--- INFORMATION PROVIDED ---
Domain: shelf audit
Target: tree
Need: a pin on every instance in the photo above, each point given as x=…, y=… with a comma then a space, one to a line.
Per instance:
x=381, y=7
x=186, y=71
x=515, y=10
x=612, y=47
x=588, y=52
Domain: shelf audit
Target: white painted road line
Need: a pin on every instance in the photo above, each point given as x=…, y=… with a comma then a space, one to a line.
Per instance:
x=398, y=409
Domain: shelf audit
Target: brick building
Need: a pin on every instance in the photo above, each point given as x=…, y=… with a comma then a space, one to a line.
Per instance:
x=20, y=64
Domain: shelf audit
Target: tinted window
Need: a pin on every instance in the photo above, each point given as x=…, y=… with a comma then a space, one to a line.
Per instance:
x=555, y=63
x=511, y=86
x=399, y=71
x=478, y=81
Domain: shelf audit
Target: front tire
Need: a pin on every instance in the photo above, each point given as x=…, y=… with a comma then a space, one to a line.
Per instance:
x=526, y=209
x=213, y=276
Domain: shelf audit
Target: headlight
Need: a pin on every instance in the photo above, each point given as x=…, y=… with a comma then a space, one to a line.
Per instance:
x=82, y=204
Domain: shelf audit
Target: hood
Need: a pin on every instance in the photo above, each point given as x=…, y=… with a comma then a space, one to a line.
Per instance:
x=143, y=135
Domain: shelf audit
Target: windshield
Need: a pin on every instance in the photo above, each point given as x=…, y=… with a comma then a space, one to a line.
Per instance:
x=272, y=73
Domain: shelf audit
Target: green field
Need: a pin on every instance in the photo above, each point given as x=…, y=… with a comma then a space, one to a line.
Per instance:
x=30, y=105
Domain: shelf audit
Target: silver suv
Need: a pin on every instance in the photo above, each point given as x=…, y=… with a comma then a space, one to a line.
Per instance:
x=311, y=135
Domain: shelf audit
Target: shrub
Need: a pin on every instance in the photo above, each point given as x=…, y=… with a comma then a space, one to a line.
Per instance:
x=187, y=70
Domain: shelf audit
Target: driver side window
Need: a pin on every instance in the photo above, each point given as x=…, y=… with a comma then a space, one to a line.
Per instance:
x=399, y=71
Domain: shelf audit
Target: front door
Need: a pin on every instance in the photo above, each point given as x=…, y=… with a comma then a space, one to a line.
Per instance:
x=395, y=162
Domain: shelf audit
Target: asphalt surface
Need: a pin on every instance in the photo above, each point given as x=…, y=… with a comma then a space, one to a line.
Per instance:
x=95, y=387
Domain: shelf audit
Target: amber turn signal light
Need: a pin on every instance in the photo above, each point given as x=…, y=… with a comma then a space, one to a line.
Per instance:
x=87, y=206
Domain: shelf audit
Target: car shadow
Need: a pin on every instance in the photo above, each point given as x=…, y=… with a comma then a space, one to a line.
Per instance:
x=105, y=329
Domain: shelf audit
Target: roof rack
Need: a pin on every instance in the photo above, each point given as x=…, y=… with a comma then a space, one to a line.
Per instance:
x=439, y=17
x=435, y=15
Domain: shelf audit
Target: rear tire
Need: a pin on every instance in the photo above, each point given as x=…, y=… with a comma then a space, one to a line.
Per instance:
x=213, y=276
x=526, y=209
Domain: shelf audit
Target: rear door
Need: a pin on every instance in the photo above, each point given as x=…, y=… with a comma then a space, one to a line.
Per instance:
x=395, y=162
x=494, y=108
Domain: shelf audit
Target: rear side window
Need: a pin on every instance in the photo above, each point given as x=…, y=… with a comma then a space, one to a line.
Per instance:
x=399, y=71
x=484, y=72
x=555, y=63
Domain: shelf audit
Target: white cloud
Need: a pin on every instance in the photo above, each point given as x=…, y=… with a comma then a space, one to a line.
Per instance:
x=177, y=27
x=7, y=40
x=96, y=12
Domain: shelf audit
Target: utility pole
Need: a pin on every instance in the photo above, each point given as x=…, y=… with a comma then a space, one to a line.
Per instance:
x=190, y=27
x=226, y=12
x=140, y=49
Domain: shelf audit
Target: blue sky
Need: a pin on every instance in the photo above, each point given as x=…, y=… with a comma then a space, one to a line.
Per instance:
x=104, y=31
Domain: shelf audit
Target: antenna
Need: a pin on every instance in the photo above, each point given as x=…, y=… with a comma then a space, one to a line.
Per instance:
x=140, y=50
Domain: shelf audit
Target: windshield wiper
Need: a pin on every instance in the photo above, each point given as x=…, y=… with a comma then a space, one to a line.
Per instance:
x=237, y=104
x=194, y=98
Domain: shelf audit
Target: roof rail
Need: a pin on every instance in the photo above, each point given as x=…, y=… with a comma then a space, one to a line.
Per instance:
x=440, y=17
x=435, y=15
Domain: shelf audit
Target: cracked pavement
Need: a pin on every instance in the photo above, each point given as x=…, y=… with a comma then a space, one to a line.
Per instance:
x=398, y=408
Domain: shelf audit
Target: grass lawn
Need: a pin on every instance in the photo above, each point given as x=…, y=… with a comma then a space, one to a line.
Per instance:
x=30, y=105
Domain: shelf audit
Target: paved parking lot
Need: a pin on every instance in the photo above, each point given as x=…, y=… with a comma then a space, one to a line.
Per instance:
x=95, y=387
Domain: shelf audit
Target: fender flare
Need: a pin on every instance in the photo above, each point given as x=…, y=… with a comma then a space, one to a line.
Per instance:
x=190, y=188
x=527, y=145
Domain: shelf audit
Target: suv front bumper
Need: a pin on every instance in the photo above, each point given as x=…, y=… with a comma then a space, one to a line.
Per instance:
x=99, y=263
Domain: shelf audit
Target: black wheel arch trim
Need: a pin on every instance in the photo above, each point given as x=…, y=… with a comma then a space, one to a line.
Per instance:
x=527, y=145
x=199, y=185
---
> **EXERCISE BRIEF**
Present the lines above as a Markdown table with two columns, Row and Line. Number each row and leave out any blank lines.

> **RESULT OF THE TASK**
| Row | Line |
|---|---|
| 1 | Domain: shelf audit |
| 2 | Target: tree |
| 3 | Need: a pin on every instance in the photo above, each point given as x=…, y=… with a comma then a space, one to a line. |
| 4 | Per instance: |
| 5 | x=381, y=7 |
| 6 | x=186, y=71 |
| 7 | x=515, y=10 |
| 8 | x=612, y=47 |
| 9 | x=588, y=52 |
| 10 | Domain: shelf audit |
| 11 | Target: white painted road line |
| 12 | Need: a pin on every instance in the photo above, each point given as x=…, y=… with a comma then a space, one to a line. |
| 13 | Per instance: |
| 14 | x=398, y=409 |
| 15 | Domain: shelf audit |
| 16 | Target: brick building |
| 17 | Need: a pin on every instance in the photo above, each point given as x=…, y=… with a comma then a space, one to a line. |
| 18 | Per instance: |
| 19 | x=20, y=64 |
| 20 | Domain: shelf audit |
| 21 | Target: tinted window |
| 22 | Need: a pin on every instance in the photo above, each point given as x=…, y=… with a comma then a space, one to a line. |
| 23 | Per instance: |
| 24 | x=555, y=63 |
| 25 | x=511, y=86 |
| 26 | x=399, y=71 |
| 27 | x=478, y=81 |
| 28 | Domain: shelf audit |
| 29 | Target: front tire |
| 30 | Need: a pin on every instance in the photo above, each point given as x=…, y=… with a comma then a space, one to a line. |
| 31 | Per instance: |
| 32 | x=526, y=209 |
| 33 | x=213, y=276 |
| 34 | Domain: shelf audit |
| 35 | Target: headlight |
| 36 | Need: a pin on every instance in the photo above, each point given as x=…, y=… with a comma then a space, one to a line. |
| 37 | Per instance: |
| 38 | x=82, y=204 |
| 39 | Domain: shelf audit |
| 40 | Target: hood |
| 41 | Need: a pin on every instance in the photo above, each point given as x=…, y=… with a comma then a space, one to a line. |
| 42 | Per instance: |
| 43 | x=143, y=135 |
| 44 | Domain: shelf audit |
| 45 | Target: windshield |
| 46 | Need: a pin on every instance in the photo above, each point given as x=…, y=… with a comma then a space, one to a line. |
| 47 | Per instance: |
| 48 | x=272, y=73 |
| 49 | Domain: shelf audit |
| 50 | Target: green field |
| 51 | Need: a pin on every instance in the photo above, each point given as x=…, y=… with a comma then a space, one to a line. |
| 52 | Per instance: |
| 53 | x=30, y=105 |
| 54 | Domain: shelf audit |
| 55 | Target: silver suv |
| 56 | Need: a pin on every instance in the photo above, each point given as x=…, y=… with a comma then a space, one to a line. |
| 57 | Per instance: |
| 58 | x=311, y=135 |
| 59 | Domain: shelf audit |
| 60 | Target: shrub |
| 61 | Need: a pin on every instance in the photo above, each point given as x=…, y=… with a comma then a space, one to a line. |
| 62 | Per instance: |
| 63 | x=187, y=70 |
| 64 | Domain: shelf audit |
| 65 | Target: driver side window |
| 66 | Need: a pin on every instance in the photo above, each point given as x=…, y=… with a comma then a space, one to a line. |
| 67 | Per instance: |
| 68 | x=399, y=71 |
| 69 | Domain: shelf audit |
| 70 | Target: front door |
| 71 | Need: a pin on every instance in the photo above, each point given as x=…, y=… with a comma then a space, one to a line. |
| 72 | Per instance: |
| 73 | x=395, y=162 |
| 74 | Domain: shelf audit |
| 75 | Target: asphalt surface |
| 76 | Need: a pin on every instance in the photo above, each point given as x=…, y=… with a comma then a space, one to a line. |
| 77 | Per instance: |
| 78 | x=95, y=387 |
| 79 | Domain: shelf audit |
| 80 | Target: amber turn signal light |
| 81 | Need: a pin on every instance in the photo above, each point given as x=…, y=… with a comma then a space, one to a line. |
| 82 | Per instance: |
| 83 | x=87, y=206 |
| 84 | Domain: shelf audit |
| 85 | Target: car shadow |
| 86 | Need: a pin on every instance in the photo above, each point given as x=…, y=… with a comma then a space, one to a line. |
| 87 | Per instance: |
| 88 | x=105, y=329 |
| 89 | Domain: shelf audit |
| 90 | Target: roof rack |
| 91 | Need: a pin on every instance in the photo above, each point given as x=…, y=… with a comma then a space, one to a line. |
| 92 | Per instance: |
| 93 | x=439, y=17 |
| 94 | x=435, y=15 |
| 95 | Domain: shelf audit |
| 96 | Target: rear tire |
| 97 | Need: a pin on every instance in the photo above, each point given as x=…, y=… with a comma then a space, one to a line. |
| 98 | Per instance: |
| 99 | x=213, y=276 |
| 100 | x=526, y=209 |
| 101 | Domain: shelf audit |
| 102 | Target: rear door |
| 103 | Need: a pin on every instance in the photo above, each point given as x=…, y=… with a comma then a space, one to a line. |
| 104 | Per instance: |
| 105 | x=395, y=162 |
| 106 | x=494, y=108 |
| 107 | Domain: shelf audit |
| 108 | Target: rear side window |
| 109 | Need: a pin on every instance in the photo above, each point given as x=…, y=… with a comma then a space, one to a line. |
| 110 | Per instance: |
| 111 | x=399, y=71 |
| 112 | x=484, y=72 |
| 113 | x=555, y=63 |
| 114 | Domain: shelf audit |
| 115 | Target: white cloud |
| 116 | Need: a pin on every instance in the photo above, each point given as x=…, y=… with a comma then a space, one to a line. |
| 117 | Per instance: |
| 118 | x=177, y=27 |
| 119 | x=7, y=40 |
| 120 | x=96, y=12 |
| 121 | Domain: shelf audit |
| 122 | Target: utility pole |
| 123 | Need: a pin on every instance in the photo above, each point given as x=…, y=… with a comma then a space, one to a line. |
| 124 | Per instance: |
| 125 | x=190, y=27 |
| 126 | x=226, y=12 |
| 127 | x=140, y=49 |
| 128 | Domain: shelf audit |
| 129 | Target: blue sky |
| 130 | Need: a pin on every instance in the photo above, each point given as x=…, y=… with a comma then a space, one to a line. |
| 131 | Per instance: |
| 132 | x=104, y=31 |
| 133 | Domain: shelf audit |
| 134 | Target: antenna |
| 135 | Need: a pin on every instance in the photo above, each point given as x=…, y=… with a comma then a space, one to a line. |
| 136 | Per instance: |
| 137 | x=140, y=50 |
| 138 | Domain: shelf audit |
| 139 | Target: windshield wiper |
| 140 | Need: a pin on every instance in the photo above, each point given as x=…, y=… with a comma then a space, one to a line. |
| 141 | Per instance: |
| 142 | x=237, y=104 |
| 143 | x=194, y=98 |
| 144 | Domain: shelf audit |
| 145 | Target: roof rail |
| 146 | Need: a pin on every instance in the photo above, each point given as x=…, y=… with a comma then a space, one to a line. |
| 147 | Per instance: |
| 148 | x=440, y=17 |
| 149 | x=435, y=15 |
| 150 | Domain: shelf audit |
| 151 | Target: cracked pavement |
| 152 | Need: a pin on every instance in the photo above, each point given as x=…, y=… with a comma then a space, one to a line. |
| 153 | Per instance: |
| 154 | x=398, y=408 |
| 155 | Domain: shelf audit |
| 156 | Target: grass lawn |
| 157 | Need: a pin on every instance in the photo above, each point given as x=…, y=… with a comma then a space, one to a line. |
| 158 | Per instance: |
| 159 | x=30, y=105 |
| 160 | Domain: shelf audit |
| 161 | Target: paved parking lot |
| 162 | Need: a pin on every instance in the photo above, each point given as x=…, y=… with a comma then a space, one to a line. |
| 163 | Per instance: |
| 164 | x=95, y=387 |
| 165 | Domain: shelf audit |
| 166 | Target: fender flare |
| 167 | Need: a pin on every instance in the photo above, each point given as x=…, y=… with a comma then a space, one to a line. |
| 168 | Per instance: |
| 169 | x=190, y=188 |
| 170 | x=527, y=145 |
| 171 | Domain: shelf audit |
| 172 | Target: suv front bumper |
| 173 | Need: a pin on every instance in the photo above, each point given as x=…, y=… with a comma then a space, one to a line. |
| 174 | Per instance: |
| 175 | x=99, y=263 |
| 176 | Domain: shelf audit |
| 177 | Target: black wheel arch trim |
| 178 | Need: a pin on every instance in the photo above, each point given as x=…, y=… with a comma then a space, one to a line. |
| 179 | Per instance: |
| 180 | x=527, y=145 |
| 181 | x=199, y=185 |